**What you will do**: Extend the article on Texas Medicaid and CHIP enrollment, picking up after its final sentence.

**Source text**:
There’s still a ways to go.
Even without the help of a formal Medicaid expansion, it appears that more Texas residents are benefitting from the healthcare program. Here’s the somewhat surprising news from the Texas Tribune…
More than 80,000 additional Texans have enrolled in Medicaid or the Children’s Health Insurance Program since the rollout of the Affordable Care Act last fall despite Republican state leaders’ decision not to expand eligibility to poor adults, according to federal figures.
The 80,435 new enrollees as of May — mostly Texans who already qualified for coverage but did not previously seek it — represent a 1.8 percent increase over pre-Obamacare figures. That places Texas, which has the nation’s highest uninsured rate, in the middle of the pack among states that chose not to expand access to those programs to everyone under 138 percent of the federal poverty line under the president’s signature health law. The expansion, a key tenet of Obamacare, was deemed optional by the U.S. Supreme Court.
This “woodwork effect” or “welcome mat effect” — in which people hear about Medicaid expansions around the country and learn they qualify in Texas — has not been huge. Roughly 874,000 Texans eligible for Medicaid or CHIP have still not enrolled, according to Kaiser Family Foundation estimates. That includes more than 700,000 children, said Christine Sinatra, state communications director for Enroll America, a group seeking to get the uninsured covered under the federal health law.

**Information given**:
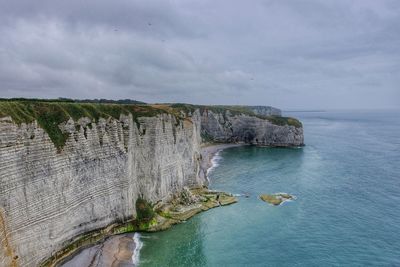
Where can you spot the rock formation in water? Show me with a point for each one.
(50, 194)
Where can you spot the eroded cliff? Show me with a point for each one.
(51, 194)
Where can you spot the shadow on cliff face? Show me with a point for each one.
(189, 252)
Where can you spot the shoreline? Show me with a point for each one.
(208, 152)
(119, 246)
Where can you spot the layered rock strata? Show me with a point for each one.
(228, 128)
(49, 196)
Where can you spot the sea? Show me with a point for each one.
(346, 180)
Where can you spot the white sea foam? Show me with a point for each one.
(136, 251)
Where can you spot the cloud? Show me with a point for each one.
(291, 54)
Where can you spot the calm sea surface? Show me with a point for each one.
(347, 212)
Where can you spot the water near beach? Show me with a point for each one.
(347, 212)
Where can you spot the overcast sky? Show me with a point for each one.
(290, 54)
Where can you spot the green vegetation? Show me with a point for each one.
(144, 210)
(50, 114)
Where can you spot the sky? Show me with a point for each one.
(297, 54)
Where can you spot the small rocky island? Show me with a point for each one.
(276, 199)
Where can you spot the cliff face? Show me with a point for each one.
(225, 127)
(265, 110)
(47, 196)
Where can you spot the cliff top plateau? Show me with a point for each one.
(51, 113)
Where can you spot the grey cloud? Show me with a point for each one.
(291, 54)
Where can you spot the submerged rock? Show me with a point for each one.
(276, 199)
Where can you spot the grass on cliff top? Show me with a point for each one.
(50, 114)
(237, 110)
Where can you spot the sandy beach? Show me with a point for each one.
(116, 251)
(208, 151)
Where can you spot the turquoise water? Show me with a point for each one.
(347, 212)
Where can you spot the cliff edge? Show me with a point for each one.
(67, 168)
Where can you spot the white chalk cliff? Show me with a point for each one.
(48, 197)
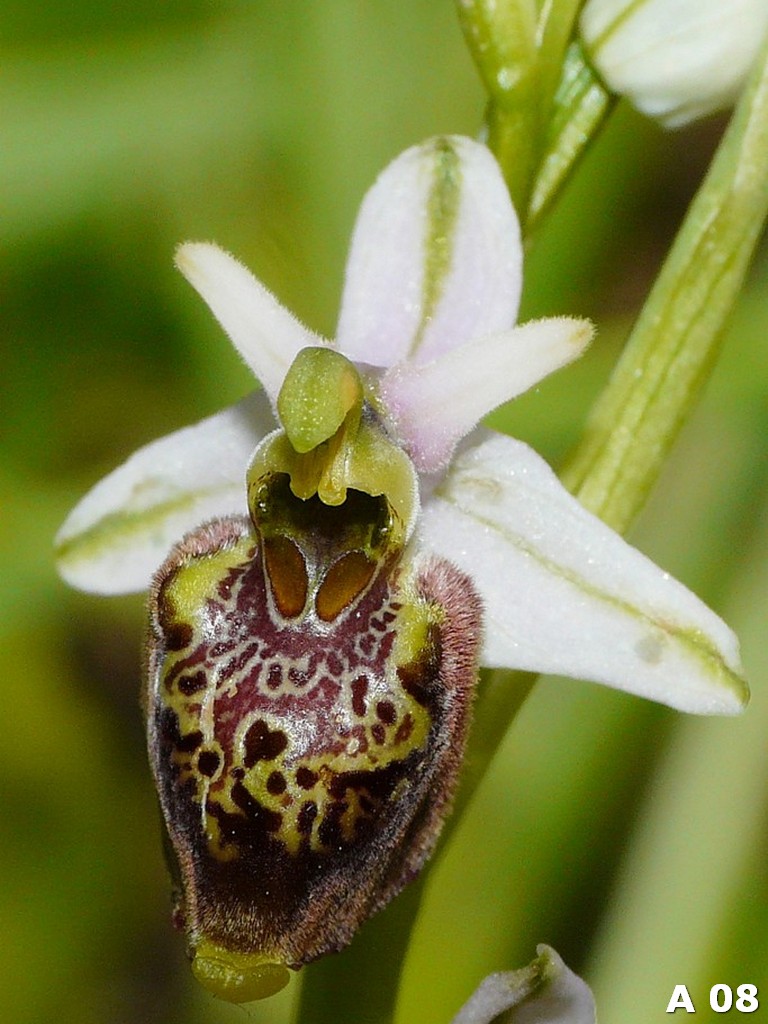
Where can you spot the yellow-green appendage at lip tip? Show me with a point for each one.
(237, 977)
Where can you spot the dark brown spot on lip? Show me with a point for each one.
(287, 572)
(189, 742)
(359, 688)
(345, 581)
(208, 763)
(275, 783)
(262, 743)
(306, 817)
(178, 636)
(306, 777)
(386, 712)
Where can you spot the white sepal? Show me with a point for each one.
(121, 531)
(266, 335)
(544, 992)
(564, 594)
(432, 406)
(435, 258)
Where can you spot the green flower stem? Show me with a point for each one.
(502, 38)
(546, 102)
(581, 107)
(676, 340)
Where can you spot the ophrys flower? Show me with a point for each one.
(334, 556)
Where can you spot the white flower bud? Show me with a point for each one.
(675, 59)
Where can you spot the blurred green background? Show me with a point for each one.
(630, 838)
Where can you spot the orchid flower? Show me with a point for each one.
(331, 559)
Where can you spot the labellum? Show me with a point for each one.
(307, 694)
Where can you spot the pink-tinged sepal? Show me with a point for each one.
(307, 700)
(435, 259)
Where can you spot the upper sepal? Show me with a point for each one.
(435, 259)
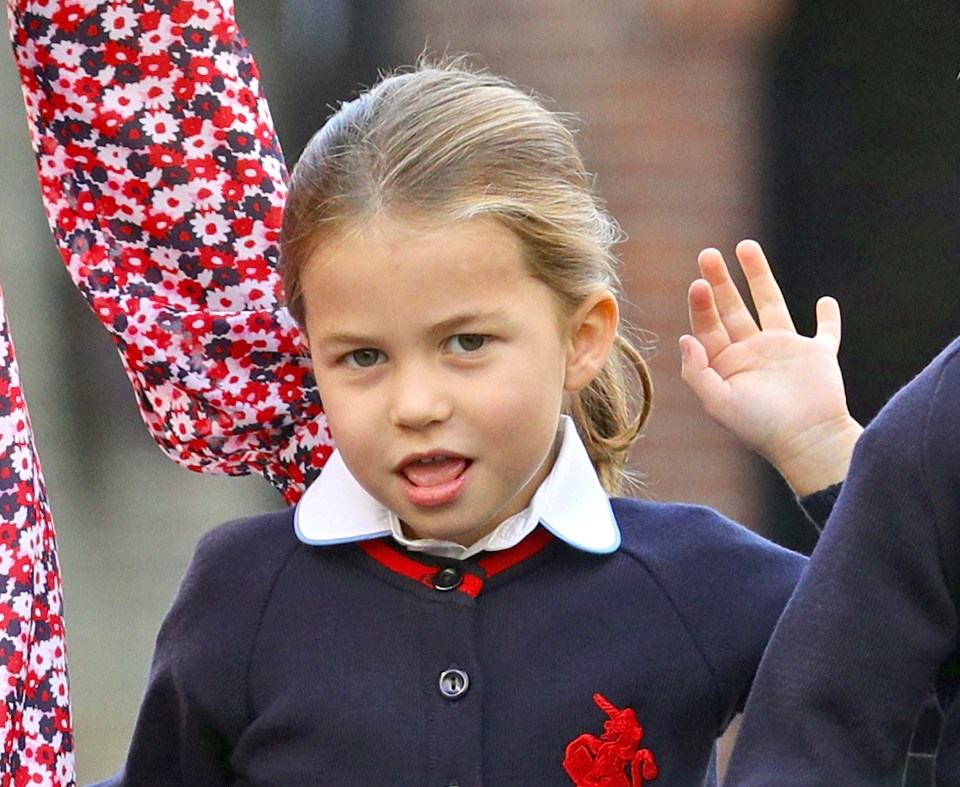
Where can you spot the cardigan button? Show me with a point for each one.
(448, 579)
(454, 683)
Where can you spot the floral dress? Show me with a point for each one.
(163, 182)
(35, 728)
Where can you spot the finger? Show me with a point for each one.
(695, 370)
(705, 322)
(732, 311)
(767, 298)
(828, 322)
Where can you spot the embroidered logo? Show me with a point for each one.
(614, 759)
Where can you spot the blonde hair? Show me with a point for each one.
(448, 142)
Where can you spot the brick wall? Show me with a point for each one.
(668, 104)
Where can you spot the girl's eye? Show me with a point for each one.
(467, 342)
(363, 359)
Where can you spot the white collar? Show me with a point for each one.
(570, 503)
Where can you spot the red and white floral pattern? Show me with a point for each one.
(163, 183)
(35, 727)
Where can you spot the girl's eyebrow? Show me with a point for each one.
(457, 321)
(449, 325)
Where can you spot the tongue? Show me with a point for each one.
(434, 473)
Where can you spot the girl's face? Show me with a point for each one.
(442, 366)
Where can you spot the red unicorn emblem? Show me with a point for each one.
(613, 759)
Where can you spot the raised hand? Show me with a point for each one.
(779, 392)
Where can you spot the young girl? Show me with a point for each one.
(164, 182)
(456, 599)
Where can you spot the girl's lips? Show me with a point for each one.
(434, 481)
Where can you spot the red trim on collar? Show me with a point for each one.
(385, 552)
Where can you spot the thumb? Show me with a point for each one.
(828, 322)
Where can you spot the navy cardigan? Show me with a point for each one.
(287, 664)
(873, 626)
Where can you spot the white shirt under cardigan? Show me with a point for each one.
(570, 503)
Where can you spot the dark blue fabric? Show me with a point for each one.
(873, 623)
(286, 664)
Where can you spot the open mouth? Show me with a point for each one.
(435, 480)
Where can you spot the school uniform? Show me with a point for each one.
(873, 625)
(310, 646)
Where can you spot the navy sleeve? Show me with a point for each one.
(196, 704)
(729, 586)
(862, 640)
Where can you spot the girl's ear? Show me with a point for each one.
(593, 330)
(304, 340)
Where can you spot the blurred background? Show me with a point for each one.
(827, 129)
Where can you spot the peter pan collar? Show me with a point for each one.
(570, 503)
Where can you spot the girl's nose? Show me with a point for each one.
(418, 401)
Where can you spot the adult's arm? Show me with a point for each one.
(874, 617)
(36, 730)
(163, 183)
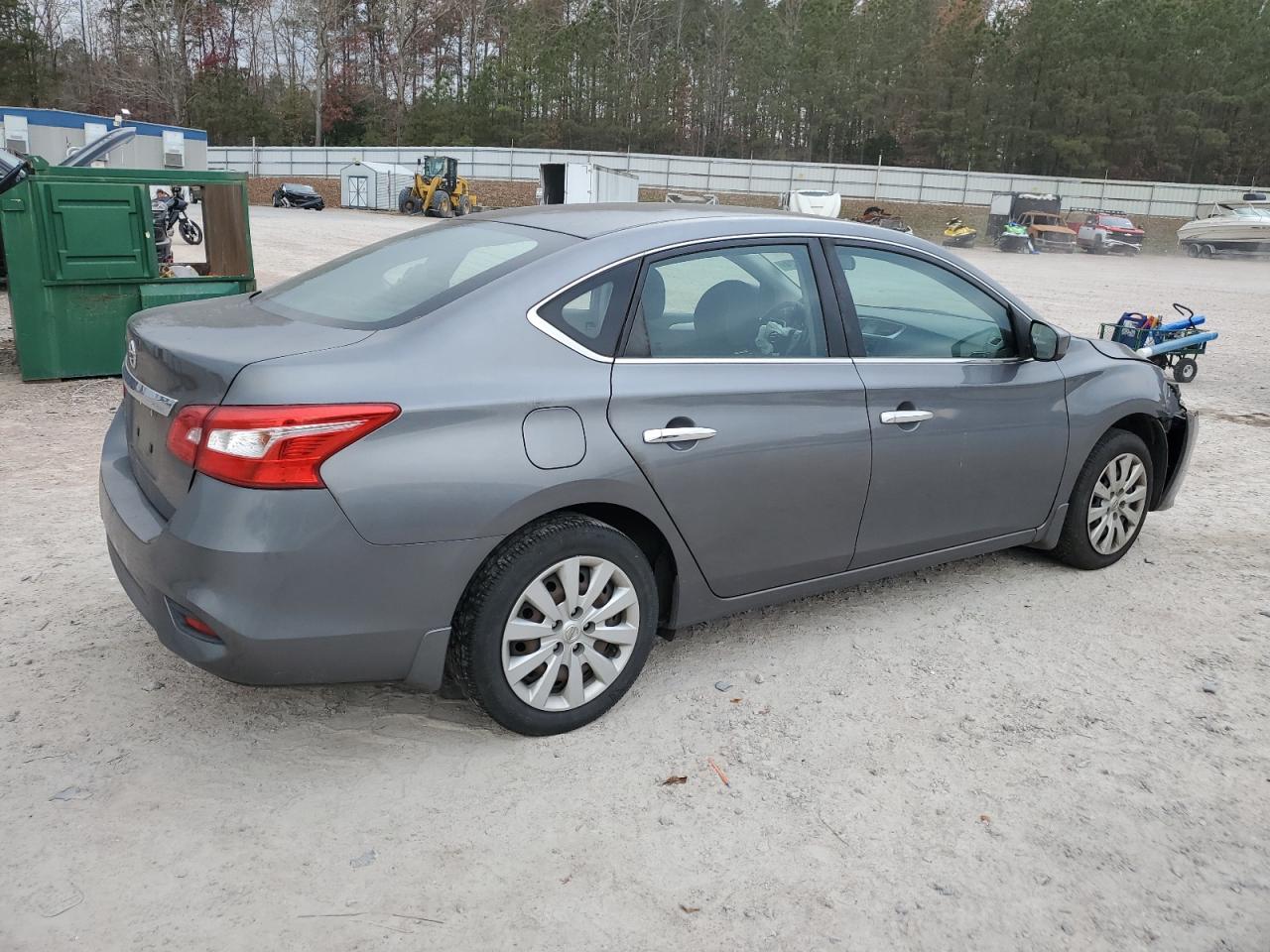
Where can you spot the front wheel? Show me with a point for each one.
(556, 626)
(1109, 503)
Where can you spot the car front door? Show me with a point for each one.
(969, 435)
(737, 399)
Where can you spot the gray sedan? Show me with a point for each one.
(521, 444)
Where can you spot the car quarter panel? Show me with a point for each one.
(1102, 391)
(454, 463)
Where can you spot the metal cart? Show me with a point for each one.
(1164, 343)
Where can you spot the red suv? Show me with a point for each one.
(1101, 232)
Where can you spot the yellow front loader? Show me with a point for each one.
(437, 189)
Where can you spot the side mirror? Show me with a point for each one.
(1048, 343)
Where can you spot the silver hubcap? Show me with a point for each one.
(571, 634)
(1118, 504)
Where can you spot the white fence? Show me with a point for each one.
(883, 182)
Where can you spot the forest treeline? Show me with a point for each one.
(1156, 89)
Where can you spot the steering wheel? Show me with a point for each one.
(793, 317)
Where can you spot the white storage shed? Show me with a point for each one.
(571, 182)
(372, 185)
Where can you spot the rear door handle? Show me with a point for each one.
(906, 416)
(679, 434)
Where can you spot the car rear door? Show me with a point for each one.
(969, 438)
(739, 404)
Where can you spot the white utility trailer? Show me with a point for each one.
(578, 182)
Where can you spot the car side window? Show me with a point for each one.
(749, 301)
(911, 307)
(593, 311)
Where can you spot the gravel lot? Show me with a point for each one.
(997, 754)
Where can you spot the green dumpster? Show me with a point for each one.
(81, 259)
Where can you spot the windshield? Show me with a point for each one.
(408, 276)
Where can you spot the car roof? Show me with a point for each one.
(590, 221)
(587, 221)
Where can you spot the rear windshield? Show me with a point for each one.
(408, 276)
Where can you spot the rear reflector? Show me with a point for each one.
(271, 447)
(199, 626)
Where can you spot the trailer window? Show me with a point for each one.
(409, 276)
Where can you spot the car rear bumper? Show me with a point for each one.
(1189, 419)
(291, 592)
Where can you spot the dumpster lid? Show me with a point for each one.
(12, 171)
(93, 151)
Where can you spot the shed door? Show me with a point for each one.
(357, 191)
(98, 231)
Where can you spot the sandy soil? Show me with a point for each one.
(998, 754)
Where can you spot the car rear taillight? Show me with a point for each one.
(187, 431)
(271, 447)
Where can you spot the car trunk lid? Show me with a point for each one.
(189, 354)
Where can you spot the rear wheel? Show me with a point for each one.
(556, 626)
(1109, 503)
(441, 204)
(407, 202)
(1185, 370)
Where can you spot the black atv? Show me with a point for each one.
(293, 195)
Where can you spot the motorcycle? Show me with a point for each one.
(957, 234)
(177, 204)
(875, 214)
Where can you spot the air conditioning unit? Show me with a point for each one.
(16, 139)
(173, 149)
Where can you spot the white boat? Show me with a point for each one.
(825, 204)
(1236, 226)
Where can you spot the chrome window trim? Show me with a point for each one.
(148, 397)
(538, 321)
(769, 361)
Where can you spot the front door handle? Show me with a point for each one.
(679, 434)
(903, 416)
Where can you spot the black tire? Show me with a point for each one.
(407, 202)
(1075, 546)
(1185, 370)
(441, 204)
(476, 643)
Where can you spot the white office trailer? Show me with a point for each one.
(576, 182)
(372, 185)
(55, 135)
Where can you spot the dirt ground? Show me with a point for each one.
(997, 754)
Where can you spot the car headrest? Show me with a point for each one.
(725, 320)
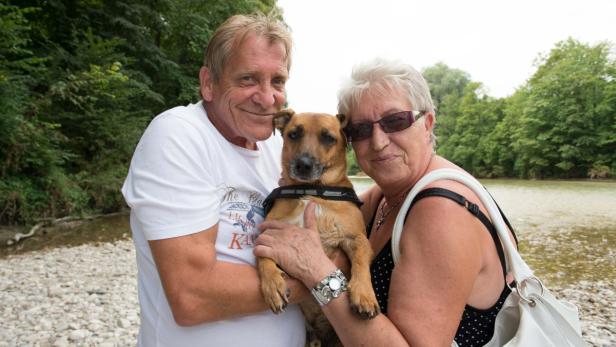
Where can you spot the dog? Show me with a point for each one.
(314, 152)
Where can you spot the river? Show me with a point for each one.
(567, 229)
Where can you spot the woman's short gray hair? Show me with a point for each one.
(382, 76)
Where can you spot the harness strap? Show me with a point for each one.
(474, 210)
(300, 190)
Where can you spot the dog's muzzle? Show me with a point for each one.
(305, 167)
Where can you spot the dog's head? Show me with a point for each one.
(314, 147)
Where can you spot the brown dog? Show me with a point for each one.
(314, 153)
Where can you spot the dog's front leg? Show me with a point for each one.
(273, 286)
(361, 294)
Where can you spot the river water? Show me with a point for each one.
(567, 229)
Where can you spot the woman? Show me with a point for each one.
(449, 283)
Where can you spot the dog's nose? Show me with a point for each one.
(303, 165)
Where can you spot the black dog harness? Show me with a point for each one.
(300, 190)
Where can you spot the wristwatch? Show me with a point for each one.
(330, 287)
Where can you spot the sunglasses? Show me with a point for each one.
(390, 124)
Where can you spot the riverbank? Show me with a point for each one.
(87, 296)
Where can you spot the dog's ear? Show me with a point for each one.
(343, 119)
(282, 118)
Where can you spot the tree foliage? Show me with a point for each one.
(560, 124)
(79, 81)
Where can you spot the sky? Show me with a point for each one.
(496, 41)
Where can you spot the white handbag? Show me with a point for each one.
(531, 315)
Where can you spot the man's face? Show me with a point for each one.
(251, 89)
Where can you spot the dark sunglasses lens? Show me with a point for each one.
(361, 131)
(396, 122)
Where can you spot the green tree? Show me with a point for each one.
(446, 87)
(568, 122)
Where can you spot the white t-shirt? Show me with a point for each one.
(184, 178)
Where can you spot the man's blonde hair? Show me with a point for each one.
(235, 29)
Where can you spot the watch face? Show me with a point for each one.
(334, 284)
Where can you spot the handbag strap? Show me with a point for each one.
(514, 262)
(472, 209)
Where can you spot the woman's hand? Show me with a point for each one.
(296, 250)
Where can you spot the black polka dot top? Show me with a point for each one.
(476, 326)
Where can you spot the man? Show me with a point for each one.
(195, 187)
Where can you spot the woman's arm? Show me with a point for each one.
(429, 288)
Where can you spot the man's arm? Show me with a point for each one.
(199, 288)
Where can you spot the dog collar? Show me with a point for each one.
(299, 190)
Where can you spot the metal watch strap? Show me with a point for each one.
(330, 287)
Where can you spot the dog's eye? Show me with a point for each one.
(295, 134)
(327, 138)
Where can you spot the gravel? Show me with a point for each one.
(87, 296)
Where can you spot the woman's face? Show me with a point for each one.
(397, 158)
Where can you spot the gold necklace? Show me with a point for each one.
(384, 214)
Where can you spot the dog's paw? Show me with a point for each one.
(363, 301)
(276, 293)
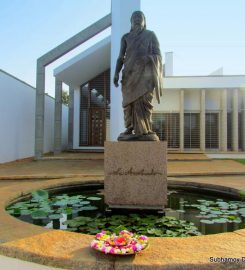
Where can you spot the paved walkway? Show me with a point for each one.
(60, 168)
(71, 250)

**Answer to this problem**:
Though the Tribune says that the “woodwork effect” is not significant yet, there’s still time to get information out there. It’s quite surprising that these issues haven’t been discussed by Texas Democrats yet, especially major office seekers like Wendy Davis and Leticia Van de Putte. Not only should the campaigns be seeking broader healthcare expansion options, but one would hope they and the campaigns could spread the word, and help get these people signed up for Medicaid and CHIP. 700,000 Texas kids should not have to go without essential health services. Win or lose in the 2014 election, this is work that needs to get done.